Problem description: Convert the entries below into a two-column CSV with the headers instruction and response. Give one row per entry, with its text in the first column and its answer in the second, each placed in a single quoted field with line breaks replaced by spaces.

Records to use:
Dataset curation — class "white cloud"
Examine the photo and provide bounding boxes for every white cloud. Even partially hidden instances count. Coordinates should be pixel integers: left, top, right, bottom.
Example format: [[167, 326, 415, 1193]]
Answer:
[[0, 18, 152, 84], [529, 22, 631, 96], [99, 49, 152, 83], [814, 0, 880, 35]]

Reply to the task:
instruction,response
"Dataset curation — class ""white cloud"" Examine the photo and provide bounding boxes for every white cloud. Even partially hidden instances count. Coordinates should be pixel integers: left, top, right, bottom. Example format: [[167, 326, 415, 1193]] Answer:","[[0, 18, 152, 84], [529, 22, 631, 96], [99, 49, 152, 83], [814, 0, 880, 35]]"